页面节选
____

Double Matrix
题意翻译
【问题描述】
如果矩阵每行从左到右的所有数字严格递增,则称行严格递增,如果从上到下的所有数字都严格递增,则列严格递增。如果所有行和列都严格递增,则称矩阵为递增矩阵。
给出两个包含整数的n×m矩阵A和B,你可以尝交换A_ij和B_ij的值(即交换A、B矩阵同一位置的值)使矩阵A和B变成递增矩阵。
【输入格式】
第一行包含两个整数n和m(1≤n,m≤50)表示每个矩阵的行数和列数。
接下来n行表示A矩阵,每行m个数(A_i1、A_i2…A_im)(1≤A_ij 1≤10^9)。
接下来n行表示B矩阵,每行m个数(B_i1、B_i2…B_im)(1≤A_ij 1≤10^9)。
【输出格式】
如果能使用A、B变成递增矩阵的,输出Possible,否则输出Impossible。
题目描述
You are given two $ n \times m $ matrices containing integers. A sequence of integers is strictly increasing if each next number is greater than the previous one. A row is strictly increasing if all numbers from left to right are strictly increasing. A column is strictly increasing if all numbers from top to bottom are strictly increasing. A matrix is increasing if all rows are strictly increasing and all columns are strictly increasing.
For example, the matrix $ \begin{bmatrix} 9&10&11\\ 11&12&14\\ \end{bmatrix} $ is increasing because each individual row and column is strictly increasing. On the other hand, the matrix $ \begin{bmatrix} 1&1\\ 2&3\\ \end{bmatrix} $ is not increasing because the first row is not strictly increasing.
Let a position in the $ i $ -th row (from top) and $ j $ -th column (from left) in a matrix be denoted as $ (i, j) $ .
In one operation, you can choose any two numbers $ i $ and $ j $ and swap the number located in $ (i, j) $ in the first matrix with the number in $ (i, j) $ in the second matrix. In other words, you can swap two numbers in different matrices if they are located in the corresponding positions.

____

可用数据
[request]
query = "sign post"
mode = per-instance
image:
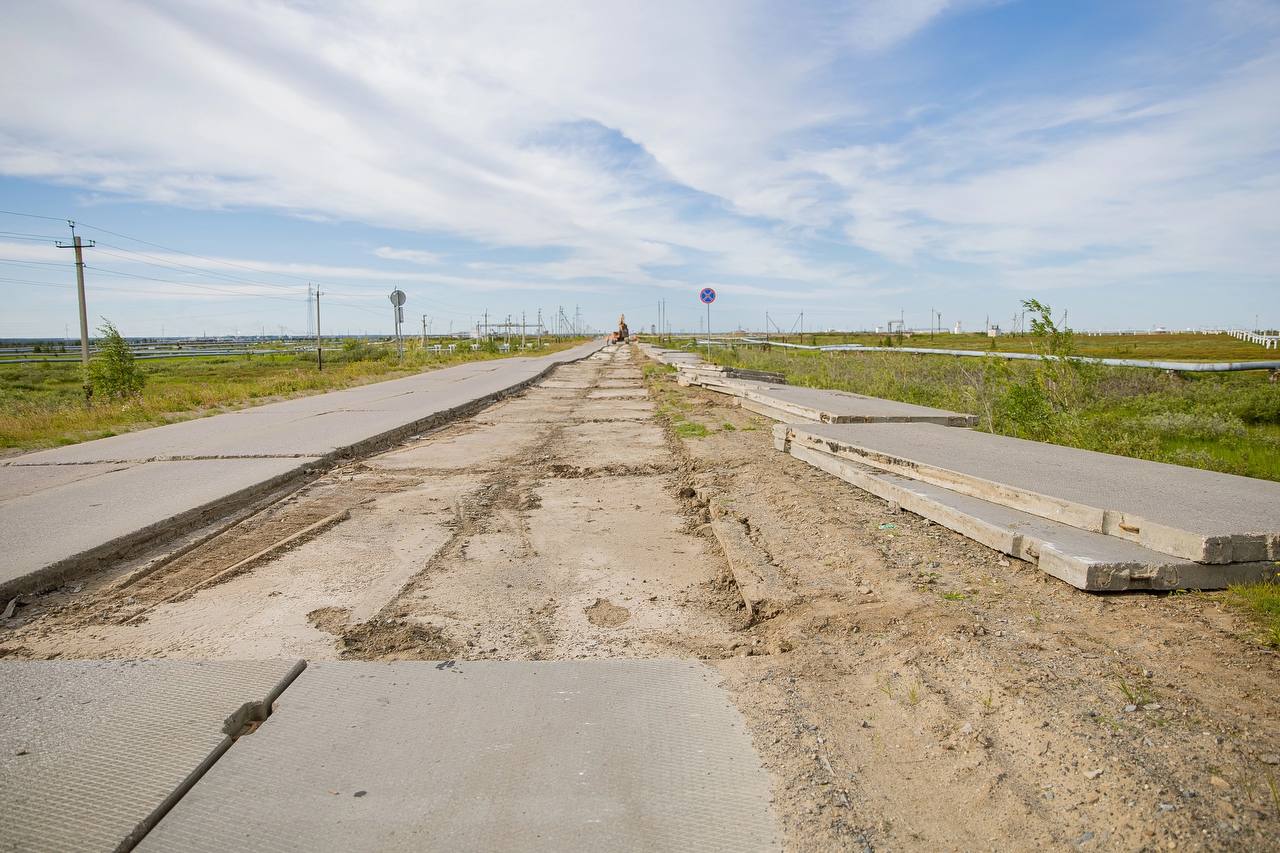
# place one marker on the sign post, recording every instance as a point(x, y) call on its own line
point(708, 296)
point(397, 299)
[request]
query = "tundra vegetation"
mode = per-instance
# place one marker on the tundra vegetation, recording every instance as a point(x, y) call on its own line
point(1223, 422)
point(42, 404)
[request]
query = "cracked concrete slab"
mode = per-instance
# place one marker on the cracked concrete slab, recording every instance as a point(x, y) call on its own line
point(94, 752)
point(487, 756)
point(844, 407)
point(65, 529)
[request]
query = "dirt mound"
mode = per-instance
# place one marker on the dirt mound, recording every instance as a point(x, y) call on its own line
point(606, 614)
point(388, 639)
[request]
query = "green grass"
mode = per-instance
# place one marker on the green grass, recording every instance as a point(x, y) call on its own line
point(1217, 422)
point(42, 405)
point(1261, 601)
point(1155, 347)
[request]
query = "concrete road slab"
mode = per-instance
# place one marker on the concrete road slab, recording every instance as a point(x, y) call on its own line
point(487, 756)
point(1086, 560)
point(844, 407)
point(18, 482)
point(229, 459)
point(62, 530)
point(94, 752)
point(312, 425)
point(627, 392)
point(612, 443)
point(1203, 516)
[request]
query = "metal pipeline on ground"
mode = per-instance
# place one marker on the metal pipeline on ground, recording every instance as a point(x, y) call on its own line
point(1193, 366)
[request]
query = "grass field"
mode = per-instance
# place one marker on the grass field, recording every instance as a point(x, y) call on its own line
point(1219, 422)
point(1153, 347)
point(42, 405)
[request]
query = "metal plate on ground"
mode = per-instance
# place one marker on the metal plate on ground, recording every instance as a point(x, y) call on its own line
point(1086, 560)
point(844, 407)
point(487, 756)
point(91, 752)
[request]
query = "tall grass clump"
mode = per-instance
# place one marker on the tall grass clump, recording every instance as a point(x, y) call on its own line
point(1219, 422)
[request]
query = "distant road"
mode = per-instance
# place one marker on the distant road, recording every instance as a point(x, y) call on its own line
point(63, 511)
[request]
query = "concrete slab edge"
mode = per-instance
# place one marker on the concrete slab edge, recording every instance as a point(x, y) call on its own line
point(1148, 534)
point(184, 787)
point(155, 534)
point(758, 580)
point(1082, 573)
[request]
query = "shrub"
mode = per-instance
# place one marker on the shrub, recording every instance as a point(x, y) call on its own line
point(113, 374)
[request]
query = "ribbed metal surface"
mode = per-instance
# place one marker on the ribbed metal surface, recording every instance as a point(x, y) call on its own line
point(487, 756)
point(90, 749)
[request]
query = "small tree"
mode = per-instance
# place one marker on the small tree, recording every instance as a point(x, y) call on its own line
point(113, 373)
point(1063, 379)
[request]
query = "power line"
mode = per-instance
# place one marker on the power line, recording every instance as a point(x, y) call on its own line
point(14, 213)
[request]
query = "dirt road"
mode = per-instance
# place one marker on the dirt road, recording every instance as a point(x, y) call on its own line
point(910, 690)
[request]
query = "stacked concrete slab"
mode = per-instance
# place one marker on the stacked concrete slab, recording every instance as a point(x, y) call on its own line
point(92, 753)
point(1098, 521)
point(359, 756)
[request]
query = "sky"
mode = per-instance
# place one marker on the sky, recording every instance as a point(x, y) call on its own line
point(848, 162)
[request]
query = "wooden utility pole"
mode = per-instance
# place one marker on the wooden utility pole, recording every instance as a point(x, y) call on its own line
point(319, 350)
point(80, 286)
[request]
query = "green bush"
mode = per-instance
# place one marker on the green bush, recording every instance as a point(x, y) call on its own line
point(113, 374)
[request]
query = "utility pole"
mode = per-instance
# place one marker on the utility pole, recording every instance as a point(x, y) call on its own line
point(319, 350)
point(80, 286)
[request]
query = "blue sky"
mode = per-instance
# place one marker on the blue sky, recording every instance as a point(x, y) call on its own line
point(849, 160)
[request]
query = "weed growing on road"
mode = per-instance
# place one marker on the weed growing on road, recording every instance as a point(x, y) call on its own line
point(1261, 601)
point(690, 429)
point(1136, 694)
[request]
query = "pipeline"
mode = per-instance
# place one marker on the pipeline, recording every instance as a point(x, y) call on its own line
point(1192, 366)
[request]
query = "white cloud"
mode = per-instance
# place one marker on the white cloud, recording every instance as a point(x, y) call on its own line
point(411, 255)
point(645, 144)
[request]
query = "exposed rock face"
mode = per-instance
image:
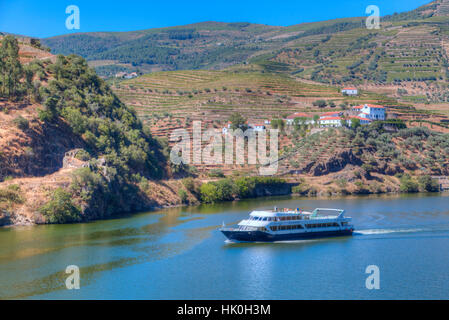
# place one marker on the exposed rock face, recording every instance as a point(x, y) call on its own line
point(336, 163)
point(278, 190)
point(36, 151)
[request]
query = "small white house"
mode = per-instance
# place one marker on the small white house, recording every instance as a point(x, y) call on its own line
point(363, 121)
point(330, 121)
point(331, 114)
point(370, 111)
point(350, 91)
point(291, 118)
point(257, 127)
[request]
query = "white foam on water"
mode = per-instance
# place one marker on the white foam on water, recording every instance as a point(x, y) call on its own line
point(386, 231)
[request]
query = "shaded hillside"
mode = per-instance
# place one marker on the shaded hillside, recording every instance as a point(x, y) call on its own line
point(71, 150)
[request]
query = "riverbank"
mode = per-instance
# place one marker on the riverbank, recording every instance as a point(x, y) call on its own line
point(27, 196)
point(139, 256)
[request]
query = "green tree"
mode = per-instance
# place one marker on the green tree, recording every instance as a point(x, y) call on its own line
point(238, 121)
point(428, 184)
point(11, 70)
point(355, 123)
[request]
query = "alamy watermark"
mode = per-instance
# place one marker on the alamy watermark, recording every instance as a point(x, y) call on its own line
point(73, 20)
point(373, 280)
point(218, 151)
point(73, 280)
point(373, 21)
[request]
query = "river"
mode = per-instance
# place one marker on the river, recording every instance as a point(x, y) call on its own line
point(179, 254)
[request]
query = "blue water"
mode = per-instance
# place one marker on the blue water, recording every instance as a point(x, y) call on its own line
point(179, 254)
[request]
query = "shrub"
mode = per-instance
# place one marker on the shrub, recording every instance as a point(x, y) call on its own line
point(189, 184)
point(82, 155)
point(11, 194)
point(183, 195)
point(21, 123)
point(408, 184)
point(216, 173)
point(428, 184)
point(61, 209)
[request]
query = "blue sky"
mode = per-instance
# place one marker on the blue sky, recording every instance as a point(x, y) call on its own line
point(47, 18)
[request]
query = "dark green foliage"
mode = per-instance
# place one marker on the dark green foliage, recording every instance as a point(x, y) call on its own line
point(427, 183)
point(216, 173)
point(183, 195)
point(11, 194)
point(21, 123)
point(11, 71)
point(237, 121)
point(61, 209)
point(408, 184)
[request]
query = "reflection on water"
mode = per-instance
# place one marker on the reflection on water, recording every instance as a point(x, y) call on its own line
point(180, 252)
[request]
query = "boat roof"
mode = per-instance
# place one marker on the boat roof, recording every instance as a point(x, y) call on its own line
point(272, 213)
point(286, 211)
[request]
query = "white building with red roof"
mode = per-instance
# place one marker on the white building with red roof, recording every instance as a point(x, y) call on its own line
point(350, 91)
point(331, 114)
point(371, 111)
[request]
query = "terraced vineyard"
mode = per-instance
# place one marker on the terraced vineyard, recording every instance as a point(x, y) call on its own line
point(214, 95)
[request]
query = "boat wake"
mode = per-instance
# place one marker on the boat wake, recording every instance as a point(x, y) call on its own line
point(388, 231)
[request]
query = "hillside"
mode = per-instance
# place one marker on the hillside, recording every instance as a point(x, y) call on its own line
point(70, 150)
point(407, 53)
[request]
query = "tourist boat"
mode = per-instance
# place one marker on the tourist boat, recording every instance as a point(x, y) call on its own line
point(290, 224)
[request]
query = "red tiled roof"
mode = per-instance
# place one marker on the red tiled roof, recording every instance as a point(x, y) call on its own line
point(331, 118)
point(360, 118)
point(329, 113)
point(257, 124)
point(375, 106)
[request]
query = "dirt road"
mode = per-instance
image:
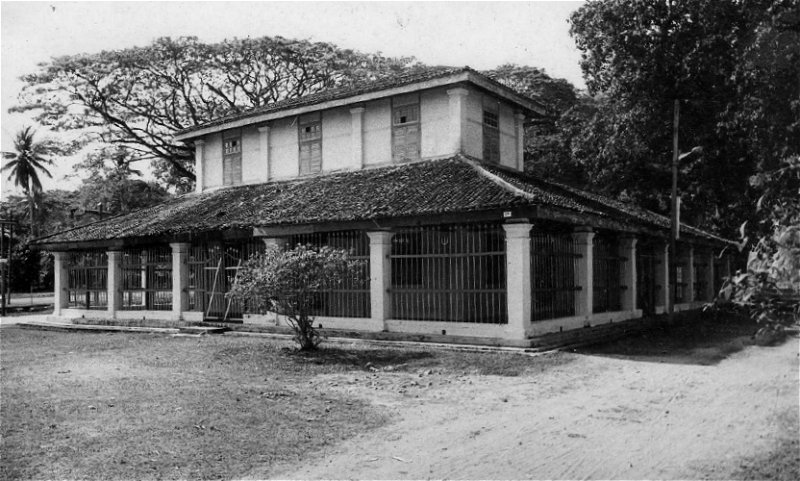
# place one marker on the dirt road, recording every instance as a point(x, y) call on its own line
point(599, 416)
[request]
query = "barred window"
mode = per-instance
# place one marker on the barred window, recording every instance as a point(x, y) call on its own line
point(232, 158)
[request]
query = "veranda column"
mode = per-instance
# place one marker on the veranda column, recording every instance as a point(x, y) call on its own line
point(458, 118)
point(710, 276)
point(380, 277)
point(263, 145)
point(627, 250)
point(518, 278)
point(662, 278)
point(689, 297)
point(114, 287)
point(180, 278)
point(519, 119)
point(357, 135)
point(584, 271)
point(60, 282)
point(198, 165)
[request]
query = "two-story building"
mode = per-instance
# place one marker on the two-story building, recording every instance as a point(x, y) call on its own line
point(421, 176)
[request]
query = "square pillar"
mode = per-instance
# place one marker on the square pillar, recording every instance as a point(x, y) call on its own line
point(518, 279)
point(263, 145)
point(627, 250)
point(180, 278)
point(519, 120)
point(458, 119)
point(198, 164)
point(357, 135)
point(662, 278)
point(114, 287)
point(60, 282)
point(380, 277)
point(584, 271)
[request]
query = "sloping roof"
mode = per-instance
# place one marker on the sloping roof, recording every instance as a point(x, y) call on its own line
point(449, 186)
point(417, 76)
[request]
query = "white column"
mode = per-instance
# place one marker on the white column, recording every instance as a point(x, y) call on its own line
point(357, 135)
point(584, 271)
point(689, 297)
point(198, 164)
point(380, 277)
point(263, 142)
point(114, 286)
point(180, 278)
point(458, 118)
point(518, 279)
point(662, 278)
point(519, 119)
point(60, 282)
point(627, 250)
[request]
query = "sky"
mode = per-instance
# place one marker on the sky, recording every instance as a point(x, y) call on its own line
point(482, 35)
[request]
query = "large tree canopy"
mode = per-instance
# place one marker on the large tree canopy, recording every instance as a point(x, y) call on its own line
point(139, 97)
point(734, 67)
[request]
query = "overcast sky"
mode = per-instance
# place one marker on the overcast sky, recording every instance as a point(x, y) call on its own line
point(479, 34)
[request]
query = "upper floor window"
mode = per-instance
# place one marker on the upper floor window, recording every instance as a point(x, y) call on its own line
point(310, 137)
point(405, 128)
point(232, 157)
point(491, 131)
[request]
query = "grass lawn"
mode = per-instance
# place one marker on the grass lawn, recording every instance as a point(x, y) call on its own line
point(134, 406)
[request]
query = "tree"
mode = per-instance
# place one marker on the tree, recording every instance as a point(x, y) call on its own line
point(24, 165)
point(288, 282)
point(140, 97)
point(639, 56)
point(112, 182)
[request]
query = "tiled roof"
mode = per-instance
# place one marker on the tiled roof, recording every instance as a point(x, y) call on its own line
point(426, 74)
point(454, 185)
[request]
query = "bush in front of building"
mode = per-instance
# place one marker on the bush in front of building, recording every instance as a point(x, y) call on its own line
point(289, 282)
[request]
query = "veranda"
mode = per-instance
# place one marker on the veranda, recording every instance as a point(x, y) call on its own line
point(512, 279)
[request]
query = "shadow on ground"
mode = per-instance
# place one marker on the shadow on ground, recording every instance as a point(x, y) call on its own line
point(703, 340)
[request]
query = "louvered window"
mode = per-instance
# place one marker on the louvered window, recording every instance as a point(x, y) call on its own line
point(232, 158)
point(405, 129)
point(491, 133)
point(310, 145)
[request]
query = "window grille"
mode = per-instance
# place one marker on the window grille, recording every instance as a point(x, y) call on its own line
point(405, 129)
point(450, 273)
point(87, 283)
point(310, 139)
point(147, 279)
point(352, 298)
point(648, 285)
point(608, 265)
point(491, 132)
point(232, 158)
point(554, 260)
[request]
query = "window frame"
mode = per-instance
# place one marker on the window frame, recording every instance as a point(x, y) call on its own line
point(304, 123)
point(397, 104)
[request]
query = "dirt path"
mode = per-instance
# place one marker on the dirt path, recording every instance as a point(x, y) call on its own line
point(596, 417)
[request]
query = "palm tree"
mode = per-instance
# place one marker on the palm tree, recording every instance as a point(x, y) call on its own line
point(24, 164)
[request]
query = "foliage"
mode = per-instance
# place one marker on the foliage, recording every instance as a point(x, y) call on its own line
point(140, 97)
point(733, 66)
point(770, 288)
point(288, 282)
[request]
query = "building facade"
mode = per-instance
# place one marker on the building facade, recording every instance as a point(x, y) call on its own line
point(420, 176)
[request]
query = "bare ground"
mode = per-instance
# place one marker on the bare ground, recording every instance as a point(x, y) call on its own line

____

任务说明
从上方 Double Matrix 题目文本的最后一句之后开始续写。

作答内容
You would like to make both matrices increasing by performing some number of operations (possibly none). Determine if it is possible to do this. If it is, print "Possible", otherwise, print "Impossible".
输入输出格式
输入格式
The first line contains two integers $ n $ and $ m $ ( $ 1 \leq n,m \leq 50 $ ) — the dimensions of each matrix.
Each of the next $ n $ lines contains $ m $ integers $ a_{i1}, a_{i2}, \ldots, a_{im} $ ( $ 1 \leq a_{ij} \leq 10^9 $ ) — the number located in position $ (i, j) $ in the first matrix.
Each of the next $ n $ lines contains $ m $ integers $ b_{i1}, b_{i2}, \ldots, b_{im} $ ( $ 1 \leq b_{ij} \leq 10^9 $ ) — the number located in position $ (i, j) $ in the second matrix.
输出格式
Print a string "Impossible" or "Possible".
输入输出样例
输入样例 #1
2 2
2 10
11 5
9 4
3 12
输出样例 #1
Possible
输入样例 #2
2 3
2 4 5
4 5 6
3 6 7
8 10 11
输出样例 #2
Possible
输入样例 #3
3 2
1 3
2 4
5 10
3 1
3 6
4 8
输出样例 #3
Impossible
说明
The first example, we can do an operation on the top left and bottom right cells of the matrices. The resulting matrices will be $ \begin{bmatrix} 9&10\\ 11&12\\ \end{bmatrix} $ and $ \begin{bmatrix} 2&4\\ 3&5\\ \end{bmatrix} $ .
In the second example, we don't need to do any operations.
In the third example, no matter what we swap, we can't fix the first row to be strictly increasing in both matrices.